The problem:
Count the lines of the records below that contain the string "before", treating uppercase and lowercase as different, and reply with that number alone.

··· Material

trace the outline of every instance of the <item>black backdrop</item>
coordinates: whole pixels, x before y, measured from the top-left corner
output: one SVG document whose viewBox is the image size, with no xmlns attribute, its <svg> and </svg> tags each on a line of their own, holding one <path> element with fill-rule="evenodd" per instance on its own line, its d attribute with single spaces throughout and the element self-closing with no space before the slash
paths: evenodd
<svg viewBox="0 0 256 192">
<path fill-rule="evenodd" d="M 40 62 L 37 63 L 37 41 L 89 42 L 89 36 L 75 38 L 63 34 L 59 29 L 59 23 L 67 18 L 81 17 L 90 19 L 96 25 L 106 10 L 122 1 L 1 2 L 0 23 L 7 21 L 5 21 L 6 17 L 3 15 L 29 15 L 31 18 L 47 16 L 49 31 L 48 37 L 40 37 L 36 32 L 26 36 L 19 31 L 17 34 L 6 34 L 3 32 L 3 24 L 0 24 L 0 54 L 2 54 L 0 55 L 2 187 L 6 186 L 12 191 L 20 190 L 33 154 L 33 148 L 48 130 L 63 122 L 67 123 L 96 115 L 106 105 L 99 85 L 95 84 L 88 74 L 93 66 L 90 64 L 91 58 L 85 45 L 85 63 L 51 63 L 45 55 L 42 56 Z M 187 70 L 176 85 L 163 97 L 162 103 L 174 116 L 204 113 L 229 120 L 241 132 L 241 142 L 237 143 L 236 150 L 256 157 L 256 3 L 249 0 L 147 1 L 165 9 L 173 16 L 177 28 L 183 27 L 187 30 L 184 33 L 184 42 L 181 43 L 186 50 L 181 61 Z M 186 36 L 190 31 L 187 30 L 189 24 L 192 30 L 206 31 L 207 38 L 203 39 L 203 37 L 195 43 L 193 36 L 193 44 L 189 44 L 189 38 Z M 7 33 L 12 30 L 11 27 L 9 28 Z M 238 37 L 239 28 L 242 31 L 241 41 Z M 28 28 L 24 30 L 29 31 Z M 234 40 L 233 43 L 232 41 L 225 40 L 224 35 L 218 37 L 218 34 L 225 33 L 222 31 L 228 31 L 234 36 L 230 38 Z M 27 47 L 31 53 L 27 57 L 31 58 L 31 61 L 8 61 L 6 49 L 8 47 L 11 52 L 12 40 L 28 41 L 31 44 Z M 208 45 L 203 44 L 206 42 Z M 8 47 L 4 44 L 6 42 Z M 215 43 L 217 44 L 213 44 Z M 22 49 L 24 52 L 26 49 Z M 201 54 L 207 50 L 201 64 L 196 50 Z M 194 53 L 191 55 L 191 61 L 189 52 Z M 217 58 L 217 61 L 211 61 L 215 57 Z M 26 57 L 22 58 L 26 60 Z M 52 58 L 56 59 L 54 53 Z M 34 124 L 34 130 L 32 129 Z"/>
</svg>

······

Solution:
2